- _Supplied text_
------
I know I should get to bed but I can't because I'm not tired enough yet I've woken up before 7 every day this week and have to do it again tomorrow.. joy! I love Dave, he is such an encouragement to me.. but I'm nervous that we are still so young that it might not last..

He is my best friend seriously and I don't want to lose a friend like him. I can see being with him forever but he can get on my nerves but that's just me being me. i want to just grow up and get on my life because then I don't have to plan so much for the future.. kinda, I can do what I want without being like "i'm too young" That makes since right?
Okay, so I'm applying to Hope and Western for sure and I might as well for Calvin. But if I really am not going to go to State or Michigan why am I still applying? It just doesn't make much since.. So should I just drop it? It would make my life so much easier.
Then there's the possibilities with my future. I'm gonna go into psych, I know that but do I want to go into clinical therapy or pastoral counseling or what? Things are just stressing me out and then I need a butt load of scholarships and I need to apply to those.. and I'm not getting sleep, I just need to chill out sometime and just let things happen, take a step back from my own life for a while. I should go to bed but I'm waiting for Aaron to come online so that I can talk to him... and maybe watch "Hair" but if we don't have time for that because I need to get to bed then why am I still up, I can just leave a message. Gahhh.. life, annoy. I so sleepy!!!!!

1. this picutre just made my evening.
ReplyDelete2. glad you have someone like dave :) he sounds amazing. don't worry about the young thing. thesselonians uh, 3 soething says that you shoudln't let anyone look down on you because you are young. being young can be good!
------
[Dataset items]

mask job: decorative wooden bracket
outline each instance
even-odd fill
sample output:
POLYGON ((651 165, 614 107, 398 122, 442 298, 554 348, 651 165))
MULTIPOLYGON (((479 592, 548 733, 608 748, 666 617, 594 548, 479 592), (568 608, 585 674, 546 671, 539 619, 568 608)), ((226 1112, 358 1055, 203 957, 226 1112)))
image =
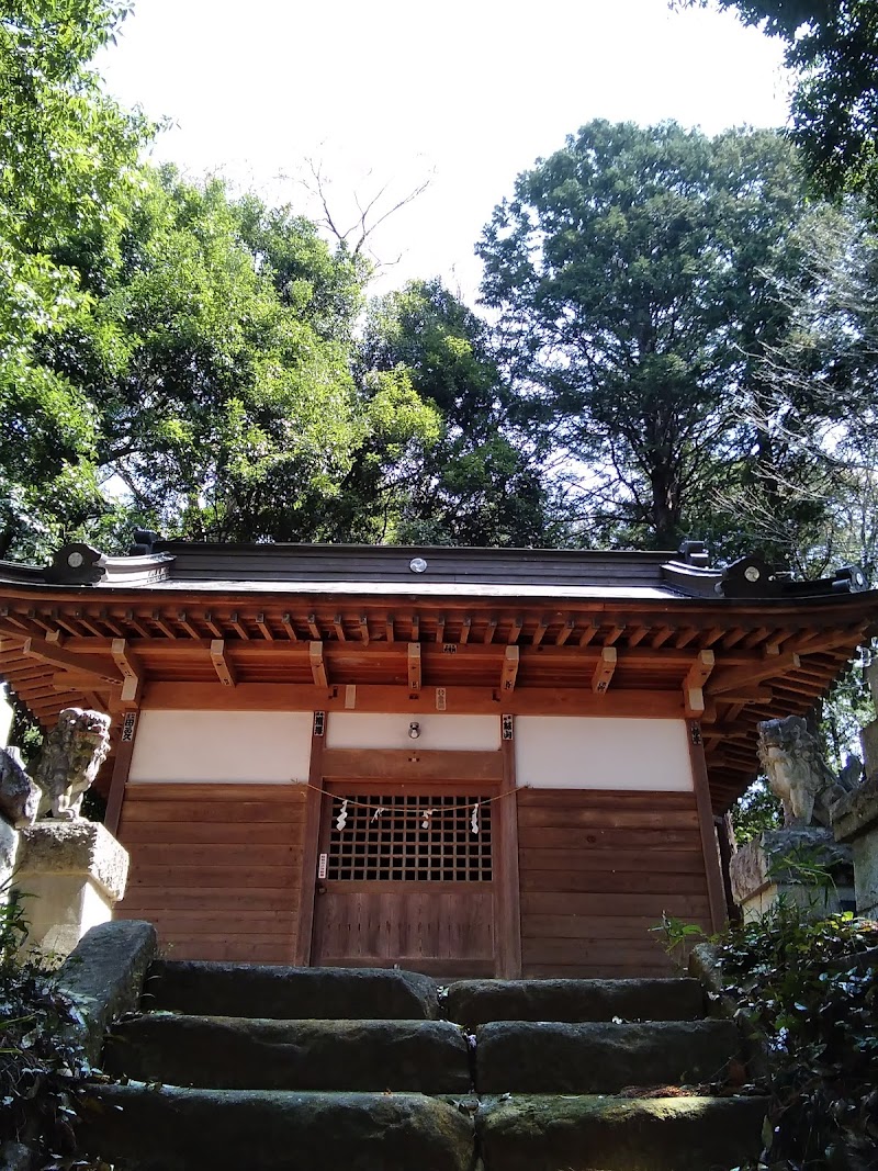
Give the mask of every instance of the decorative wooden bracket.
------
From the blog post, reproduce everything from "He is my best" down to "so much easier." word for word.

He is my best friend seriously and I don't want to lose a friend like him. I can see being with him forever but he can get on my nerves but that's just me being me. i want to just grow up and get on my life because then I don't have to plan so much for the future.. kinda, I can do what I want without being like "i'm too young" That makes since right?
Okay, so I'm applying to Hope and Western for sure and I might as well for Calvin. But if I really am not going to go to State or Michigan why am I still applying? It just doesn't make much since.. So should I just drop it? It would make my life so much easier.